▶ [Data listing]:
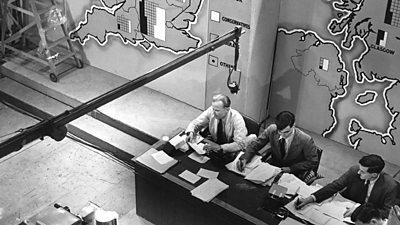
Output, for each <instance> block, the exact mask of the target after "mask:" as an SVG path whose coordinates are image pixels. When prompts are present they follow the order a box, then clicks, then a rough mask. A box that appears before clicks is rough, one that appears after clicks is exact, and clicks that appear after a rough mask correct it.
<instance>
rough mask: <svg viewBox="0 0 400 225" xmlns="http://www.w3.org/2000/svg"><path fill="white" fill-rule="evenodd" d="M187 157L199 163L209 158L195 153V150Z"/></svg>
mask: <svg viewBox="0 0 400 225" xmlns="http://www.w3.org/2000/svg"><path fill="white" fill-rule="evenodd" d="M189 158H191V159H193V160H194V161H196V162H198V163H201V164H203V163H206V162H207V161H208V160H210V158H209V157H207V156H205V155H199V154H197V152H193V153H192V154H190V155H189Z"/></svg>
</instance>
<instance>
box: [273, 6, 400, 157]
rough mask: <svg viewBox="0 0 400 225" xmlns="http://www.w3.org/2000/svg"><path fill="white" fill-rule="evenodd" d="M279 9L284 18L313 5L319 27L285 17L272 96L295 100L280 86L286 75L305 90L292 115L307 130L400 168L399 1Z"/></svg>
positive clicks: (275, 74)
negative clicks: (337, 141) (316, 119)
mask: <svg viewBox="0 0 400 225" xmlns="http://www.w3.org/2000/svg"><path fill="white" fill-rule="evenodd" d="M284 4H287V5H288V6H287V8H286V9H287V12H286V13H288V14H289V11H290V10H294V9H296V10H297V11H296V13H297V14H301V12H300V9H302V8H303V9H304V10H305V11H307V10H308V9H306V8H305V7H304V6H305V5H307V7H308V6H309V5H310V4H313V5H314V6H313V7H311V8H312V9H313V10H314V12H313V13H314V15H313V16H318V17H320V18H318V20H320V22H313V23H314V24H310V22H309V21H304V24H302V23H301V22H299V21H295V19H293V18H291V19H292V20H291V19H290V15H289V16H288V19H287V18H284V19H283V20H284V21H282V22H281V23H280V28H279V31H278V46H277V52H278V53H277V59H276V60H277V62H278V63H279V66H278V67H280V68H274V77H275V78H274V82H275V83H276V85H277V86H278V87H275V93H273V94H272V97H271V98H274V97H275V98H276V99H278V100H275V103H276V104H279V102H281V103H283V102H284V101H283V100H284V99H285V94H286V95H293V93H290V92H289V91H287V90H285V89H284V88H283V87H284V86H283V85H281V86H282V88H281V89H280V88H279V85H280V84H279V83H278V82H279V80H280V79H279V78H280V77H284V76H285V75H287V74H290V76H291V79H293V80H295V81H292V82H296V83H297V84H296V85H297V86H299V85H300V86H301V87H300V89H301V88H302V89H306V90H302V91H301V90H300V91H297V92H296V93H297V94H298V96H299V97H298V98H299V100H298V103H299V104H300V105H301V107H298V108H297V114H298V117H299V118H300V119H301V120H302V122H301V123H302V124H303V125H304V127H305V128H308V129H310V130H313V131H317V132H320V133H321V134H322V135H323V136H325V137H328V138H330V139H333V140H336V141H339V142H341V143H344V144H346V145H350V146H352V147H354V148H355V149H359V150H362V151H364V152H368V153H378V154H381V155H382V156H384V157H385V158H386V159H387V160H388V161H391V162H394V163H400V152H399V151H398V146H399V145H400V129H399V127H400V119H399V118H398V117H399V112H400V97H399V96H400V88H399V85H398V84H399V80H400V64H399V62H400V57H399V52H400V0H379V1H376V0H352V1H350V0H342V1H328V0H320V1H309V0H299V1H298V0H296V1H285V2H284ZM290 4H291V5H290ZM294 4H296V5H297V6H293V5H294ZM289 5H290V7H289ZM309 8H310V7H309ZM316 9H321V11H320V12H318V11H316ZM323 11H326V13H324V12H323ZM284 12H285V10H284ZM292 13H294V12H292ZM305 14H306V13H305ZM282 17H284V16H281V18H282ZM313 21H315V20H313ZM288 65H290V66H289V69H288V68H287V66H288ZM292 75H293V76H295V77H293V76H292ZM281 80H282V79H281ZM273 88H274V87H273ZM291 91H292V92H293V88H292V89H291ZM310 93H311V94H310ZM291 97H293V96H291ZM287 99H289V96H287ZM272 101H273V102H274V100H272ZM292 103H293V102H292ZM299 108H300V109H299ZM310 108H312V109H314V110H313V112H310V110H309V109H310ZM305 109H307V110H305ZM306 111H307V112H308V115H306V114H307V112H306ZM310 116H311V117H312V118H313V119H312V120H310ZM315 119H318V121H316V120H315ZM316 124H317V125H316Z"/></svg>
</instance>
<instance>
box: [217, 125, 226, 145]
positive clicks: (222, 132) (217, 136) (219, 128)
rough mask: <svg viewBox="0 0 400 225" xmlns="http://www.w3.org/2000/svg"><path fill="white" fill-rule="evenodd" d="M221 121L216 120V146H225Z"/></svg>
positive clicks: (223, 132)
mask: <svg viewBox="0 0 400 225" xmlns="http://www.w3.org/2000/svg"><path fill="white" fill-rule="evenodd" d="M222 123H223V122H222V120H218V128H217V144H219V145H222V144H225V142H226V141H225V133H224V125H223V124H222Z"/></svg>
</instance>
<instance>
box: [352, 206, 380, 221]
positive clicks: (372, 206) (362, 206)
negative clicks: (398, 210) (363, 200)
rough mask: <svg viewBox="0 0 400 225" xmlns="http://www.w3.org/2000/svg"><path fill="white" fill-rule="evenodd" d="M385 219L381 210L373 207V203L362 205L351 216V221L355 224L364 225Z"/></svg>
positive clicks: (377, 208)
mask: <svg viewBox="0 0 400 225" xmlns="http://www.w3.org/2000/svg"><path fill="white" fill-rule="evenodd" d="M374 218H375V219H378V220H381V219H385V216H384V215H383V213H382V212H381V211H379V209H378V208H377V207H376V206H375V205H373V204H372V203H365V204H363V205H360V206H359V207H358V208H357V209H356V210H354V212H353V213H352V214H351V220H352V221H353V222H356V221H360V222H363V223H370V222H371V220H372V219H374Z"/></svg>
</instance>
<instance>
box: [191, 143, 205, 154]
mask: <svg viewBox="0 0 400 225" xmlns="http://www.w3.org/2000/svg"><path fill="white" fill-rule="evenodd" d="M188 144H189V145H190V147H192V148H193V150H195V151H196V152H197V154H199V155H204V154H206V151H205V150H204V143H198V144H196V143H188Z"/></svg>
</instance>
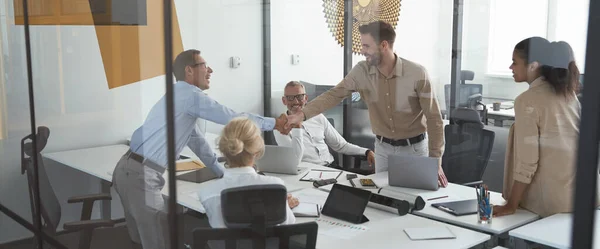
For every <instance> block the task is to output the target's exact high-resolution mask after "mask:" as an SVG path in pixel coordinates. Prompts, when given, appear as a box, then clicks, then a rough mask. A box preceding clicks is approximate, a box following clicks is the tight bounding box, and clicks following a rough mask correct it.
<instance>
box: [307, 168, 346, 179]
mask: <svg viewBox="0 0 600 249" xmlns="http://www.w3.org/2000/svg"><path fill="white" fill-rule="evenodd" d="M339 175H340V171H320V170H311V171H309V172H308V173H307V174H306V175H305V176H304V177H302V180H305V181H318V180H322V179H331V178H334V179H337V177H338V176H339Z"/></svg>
---
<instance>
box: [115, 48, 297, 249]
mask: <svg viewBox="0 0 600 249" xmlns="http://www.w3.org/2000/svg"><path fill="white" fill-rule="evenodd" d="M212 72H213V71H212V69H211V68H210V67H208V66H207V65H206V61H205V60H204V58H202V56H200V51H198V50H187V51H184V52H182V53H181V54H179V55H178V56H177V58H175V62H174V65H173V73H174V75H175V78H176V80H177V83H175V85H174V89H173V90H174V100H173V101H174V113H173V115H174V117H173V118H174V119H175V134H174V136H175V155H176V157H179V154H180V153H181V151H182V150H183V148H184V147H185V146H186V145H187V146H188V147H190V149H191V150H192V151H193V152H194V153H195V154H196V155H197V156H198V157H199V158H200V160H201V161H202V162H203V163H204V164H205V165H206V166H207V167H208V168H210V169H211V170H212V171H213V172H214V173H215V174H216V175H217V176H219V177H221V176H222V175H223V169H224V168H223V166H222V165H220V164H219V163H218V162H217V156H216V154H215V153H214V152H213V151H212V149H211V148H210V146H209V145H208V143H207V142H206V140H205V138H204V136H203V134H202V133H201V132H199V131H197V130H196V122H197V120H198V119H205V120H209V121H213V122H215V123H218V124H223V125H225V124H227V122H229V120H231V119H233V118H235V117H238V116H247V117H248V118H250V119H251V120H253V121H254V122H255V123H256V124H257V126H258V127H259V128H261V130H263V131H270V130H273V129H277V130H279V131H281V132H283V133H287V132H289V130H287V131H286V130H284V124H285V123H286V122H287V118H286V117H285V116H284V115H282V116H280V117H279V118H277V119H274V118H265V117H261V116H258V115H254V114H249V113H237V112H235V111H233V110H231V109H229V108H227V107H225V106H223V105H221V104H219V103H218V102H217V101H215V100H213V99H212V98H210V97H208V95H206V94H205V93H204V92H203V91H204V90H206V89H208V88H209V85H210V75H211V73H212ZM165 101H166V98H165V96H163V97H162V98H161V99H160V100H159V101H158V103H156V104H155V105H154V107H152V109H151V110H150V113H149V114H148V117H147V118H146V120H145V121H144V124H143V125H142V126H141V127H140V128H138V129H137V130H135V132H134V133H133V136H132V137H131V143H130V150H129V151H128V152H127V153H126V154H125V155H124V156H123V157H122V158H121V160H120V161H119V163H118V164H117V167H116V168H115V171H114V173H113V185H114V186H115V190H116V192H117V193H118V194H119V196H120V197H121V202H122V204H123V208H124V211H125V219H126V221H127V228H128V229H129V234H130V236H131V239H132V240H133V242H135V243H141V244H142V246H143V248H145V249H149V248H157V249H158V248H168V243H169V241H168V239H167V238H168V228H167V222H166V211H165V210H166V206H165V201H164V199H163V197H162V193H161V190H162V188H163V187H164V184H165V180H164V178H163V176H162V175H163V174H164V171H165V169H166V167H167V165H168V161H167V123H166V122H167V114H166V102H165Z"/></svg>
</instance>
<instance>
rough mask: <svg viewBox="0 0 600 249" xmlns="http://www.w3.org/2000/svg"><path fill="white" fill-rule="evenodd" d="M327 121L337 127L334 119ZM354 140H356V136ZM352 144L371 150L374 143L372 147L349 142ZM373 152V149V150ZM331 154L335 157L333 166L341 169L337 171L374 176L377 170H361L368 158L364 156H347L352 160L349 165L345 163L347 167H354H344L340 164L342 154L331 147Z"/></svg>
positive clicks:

▶ [What to do]: Which lines of the data include the string "after"? Find them and copy each one.

▶ [Task result]:
Output, for each <instance> block, the exact mask of the target after "mask:" as an SVG path whose coordinates are image pixels. When prompts are present they follow the order a box, then clicks, then a rough mask. A box that appears before clicks is rough, one that appears after clicks is exact, and clicks that appear after a rough mask correct it.
For every <instance> block the task is to output the target's exact high-resolution mask after "mask:" as an SVG path in pixel coordinates. Prompts, when given, appear as a box, then clicks, then a rough mask. A box preceding clicks is approximate, a box following clicks is the tight bounding box, and clicks following a rough mask correct it.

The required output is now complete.